#### [TASK STATEMENT]
Copy out the text on payment terminals for visually challenged people, starting at the words "What is the" and stopping after "headphones are removed.", and rename "payment terminals" to "card terminals" everywhere it appears in that span.

╭─ TEXT PASSAGE

What is the observed problem with general POS systems?

Generally it is observed that "no" payment terminals are specially dedicated for visually challenged people. The conventional payment terminals consists of touchscreens / LCDs and has no user interface designed for visually challenged People. If visually challenged people prefer card payment, they need to take help of others while making payment through card & has security related issues for them involved in the transaction.

Overview

The payment process would be as depicted in the flowchart:

1. The headphones would be first put on by the user. LDR detects whether the headphones are properly put on. It ensures the saftey while the transaction is processed. The transaction gets cancelled if the headphones are removed.

2. The card is swiped/ read by the RFID reader/magnetic strip sensor and checks whether the card is valid or not. If it is not valid then it stops the program.

3. The input is taken from the numpad keys attached to the Sony Spresense board.

4. The appropriate audio (.mp3) files are played that are stored onto the SD card.

╰─
╭─ RAW RECORDS

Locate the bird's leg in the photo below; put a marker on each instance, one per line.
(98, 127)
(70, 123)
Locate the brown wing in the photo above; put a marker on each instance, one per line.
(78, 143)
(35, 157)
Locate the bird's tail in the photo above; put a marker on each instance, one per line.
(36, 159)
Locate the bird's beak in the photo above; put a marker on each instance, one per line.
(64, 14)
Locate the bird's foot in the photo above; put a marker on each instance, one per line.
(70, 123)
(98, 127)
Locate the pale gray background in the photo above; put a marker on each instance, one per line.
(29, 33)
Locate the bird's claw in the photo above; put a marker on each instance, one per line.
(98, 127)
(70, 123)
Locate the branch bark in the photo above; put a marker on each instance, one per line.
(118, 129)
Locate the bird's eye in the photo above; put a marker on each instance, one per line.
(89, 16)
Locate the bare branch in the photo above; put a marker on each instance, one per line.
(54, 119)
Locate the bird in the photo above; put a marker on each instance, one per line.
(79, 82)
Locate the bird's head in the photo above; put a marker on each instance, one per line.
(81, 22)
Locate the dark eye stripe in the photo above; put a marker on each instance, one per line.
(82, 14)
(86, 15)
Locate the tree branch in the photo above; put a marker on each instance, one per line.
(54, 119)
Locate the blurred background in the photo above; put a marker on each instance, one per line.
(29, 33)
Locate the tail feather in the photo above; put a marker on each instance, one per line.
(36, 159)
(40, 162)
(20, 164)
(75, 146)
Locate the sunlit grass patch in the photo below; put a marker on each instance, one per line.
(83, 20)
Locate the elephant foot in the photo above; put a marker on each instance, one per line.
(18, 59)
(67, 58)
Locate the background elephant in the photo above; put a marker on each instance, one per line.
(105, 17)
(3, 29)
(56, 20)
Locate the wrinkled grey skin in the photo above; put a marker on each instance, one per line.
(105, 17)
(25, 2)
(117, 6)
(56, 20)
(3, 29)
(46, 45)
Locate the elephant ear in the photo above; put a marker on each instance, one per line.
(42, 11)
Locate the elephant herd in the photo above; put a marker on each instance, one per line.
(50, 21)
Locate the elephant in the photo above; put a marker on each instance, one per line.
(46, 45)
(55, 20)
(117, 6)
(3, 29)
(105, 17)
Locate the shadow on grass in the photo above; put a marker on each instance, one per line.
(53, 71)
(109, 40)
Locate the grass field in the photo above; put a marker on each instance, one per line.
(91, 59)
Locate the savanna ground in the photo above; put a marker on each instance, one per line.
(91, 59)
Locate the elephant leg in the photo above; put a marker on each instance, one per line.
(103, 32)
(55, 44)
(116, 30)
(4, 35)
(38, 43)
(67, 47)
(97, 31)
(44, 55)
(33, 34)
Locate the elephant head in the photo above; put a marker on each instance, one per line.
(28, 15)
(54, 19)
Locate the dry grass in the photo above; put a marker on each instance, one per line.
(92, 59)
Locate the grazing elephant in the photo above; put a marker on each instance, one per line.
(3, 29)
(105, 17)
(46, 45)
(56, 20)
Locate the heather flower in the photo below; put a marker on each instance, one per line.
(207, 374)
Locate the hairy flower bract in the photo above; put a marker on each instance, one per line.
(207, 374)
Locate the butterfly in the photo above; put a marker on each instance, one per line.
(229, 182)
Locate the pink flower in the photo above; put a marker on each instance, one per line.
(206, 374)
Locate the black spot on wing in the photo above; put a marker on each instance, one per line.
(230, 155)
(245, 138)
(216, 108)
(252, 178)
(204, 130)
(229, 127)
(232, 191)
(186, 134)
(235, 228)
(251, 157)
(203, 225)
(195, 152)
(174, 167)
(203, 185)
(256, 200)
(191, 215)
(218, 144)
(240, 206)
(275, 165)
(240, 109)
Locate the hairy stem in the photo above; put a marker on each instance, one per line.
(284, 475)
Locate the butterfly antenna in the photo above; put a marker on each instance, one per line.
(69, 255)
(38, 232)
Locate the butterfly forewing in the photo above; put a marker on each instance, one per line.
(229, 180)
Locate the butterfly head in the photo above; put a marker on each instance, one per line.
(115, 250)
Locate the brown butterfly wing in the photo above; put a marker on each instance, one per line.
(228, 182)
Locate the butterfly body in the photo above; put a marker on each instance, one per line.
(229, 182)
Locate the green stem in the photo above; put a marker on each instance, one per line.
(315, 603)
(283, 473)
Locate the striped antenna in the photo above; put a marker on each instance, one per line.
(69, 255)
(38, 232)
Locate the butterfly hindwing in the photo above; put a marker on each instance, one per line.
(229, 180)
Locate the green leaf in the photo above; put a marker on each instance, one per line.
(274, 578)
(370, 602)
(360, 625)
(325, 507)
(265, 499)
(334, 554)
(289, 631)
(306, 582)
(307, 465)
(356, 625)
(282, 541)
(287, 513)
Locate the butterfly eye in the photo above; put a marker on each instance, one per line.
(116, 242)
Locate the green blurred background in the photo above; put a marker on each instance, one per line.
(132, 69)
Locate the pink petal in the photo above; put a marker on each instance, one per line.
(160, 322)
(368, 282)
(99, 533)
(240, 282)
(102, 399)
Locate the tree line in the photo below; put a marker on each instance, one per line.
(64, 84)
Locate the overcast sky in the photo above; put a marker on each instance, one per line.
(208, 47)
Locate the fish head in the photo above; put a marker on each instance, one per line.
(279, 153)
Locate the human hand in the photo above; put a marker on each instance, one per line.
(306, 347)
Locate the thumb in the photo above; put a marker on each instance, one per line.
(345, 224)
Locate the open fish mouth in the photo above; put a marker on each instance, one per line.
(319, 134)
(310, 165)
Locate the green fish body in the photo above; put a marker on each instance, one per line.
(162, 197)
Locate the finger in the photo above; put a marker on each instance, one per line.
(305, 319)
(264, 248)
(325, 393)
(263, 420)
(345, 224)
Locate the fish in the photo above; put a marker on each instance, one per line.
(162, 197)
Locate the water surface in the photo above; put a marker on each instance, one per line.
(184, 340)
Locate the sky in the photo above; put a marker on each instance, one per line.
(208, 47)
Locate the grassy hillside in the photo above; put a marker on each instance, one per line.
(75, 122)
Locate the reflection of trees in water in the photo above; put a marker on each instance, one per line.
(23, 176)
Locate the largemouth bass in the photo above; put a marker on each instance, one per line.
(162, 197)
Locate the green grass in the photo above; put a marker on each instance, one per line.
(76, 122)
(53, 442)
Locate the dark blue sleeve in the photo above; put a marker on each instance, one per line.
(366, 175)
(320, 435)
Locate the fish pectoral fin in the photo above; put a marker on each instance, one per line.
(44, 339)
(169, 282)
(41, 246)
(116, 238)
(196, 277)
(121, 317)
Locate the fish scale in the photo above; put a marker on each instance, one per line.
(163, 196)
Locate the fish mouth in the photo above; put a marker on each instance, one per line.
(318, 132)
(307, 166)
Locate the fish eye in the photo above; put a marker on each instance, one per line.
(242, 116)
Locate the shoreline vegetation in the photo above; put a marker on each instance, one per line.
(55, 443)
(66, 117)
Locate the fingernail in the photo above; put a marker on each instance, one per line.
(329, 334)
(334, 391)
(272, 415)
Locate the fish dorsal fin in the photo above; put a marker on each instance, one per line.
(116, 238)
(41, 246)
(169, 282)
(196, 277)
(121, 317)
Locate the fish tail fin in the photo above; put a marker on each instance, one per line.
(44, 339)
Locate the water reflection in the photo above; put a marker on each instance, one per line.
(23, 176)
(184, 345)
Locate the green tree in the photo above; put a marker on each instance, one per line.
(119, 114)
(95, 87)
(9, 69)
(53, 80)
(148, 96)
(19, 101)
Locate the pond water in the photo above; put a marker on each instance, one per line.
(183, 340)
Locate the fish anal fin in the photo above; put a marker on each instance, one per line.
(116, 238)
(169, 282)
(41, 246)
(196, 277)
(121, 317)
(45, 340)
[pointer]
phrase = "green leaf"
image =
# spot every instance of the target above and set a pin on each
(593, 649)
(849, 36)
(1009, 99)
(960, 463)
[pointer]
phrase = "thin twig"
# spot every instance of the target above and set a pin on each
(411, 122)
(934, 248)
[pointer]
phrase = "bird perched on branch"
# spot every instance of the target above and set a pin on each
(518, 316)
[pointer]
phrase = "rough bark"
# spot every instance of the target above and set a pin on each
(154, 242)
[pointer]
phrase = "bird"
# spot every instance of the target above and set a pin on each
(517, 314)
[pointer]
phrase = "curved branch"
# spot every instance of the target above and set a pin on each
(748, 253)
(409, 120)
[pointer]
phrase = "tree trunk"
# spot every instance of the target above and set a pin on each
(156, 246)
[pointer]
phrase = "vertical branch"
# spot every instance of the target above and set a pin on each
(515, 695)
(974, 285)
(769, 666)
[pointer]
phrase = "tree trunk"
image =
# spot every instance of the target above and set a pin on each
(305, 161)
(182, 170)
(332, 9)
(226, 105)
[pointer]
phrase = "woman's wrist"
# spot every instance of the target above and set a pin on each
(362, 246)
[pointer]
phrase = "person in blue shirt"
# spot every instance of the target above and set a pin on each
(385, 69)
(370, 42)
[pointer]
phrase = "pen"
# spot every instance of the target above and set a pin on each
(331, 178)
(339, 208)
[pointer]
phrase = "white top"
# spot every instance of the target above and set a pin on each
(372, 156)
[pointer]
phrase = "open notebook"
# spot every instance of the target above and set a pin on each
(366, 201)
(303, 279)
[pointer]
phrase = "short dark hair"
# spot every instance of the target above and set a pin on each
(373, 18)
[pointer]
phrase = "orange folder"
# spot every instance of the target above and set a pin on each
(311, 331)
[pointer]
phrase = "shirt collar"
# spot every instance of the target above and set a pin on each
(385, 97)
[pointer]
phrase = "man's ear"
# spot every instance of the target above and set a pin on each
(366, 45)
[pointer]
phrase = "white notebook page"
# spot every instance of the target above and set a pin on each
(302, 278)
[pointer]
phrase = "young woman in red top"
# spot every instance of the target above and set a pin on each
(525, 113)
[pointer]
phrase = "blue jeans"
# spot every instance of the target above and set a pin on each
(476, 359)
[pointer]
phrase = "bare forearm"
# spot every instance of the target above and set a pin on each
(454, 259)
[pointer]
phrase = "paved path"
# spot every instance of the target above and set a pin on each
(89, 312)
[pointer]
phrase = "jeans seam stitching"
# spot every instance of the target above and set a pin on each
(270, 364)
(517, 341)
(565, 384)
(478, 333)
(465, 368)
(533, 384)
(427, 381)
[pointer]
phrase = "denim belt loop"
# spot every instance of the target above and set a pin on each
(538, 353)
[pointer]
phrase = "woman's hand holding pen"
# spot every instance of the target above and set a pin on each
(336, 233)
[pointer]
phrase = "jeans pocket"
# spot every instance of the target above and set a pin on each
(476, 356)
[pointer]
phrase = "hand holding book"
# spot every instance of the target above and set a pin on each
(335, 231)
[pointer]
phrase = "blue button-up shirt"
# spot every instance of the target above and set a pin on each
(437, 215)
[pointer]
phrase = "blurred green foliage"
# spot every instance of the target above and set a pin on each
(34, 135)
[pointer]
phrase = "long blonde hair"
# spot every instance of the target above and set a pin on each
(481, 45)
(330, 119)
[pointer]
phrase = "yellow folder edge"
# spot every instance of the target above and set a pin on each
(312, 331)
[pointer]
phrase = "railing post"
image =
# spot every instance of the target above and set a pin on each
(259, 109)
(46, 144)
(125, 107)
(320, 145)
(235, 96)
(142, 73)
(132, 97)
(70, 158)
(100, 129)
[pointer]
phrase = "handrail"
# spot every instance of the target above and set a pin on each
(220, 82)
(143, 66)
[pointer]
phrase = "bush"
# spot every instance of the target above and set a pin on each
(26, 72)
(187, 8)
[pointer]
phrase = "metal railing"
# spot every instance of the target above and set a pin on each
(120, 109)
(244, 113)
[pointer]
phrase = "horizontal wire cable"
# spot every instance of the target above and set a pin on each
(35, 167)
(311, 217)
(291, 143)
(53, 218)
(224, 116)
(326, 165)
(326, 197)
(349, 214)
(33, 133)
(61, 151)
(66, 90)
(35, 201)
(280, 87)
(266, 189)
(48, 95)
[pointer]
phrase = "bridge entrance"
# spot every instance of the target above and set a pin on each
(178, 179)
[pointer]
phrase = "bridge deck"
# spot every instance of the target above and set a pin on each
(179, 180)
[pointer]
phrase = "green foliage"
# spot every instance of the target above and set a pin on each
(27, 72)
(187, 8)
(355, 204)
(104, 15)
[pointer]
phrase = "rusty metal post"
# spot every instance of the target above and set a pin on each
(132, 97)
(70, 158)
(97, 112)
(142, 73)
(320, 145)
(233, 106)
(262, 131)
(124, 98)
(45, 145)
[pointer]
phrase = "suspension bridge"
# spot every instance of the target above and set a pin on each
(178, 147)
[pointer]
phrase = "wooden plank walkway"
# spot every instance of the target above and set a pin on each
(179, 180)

╰─

#### [THE REPLY]
What is the observed problem with general POS systems?

Generally it is observed that "no" card terminals are specially dedicated for visually challenged people. The conventional card terminals consists of touchscreens / LCDs and has no user interface designed for visually challenged People. If visually challenged people prefer card payment, they need to take help of others while making payment through card & has security related issues for them involved in the transaction.

Overview

The payment process would be as depicted in the flowchart:

1. The headphones would be first put on by the user. LDR detects whether the headphones are properly put on. It ensures the saftey while the transaction is processed. The transaction gets cancelled if the headphones are removed.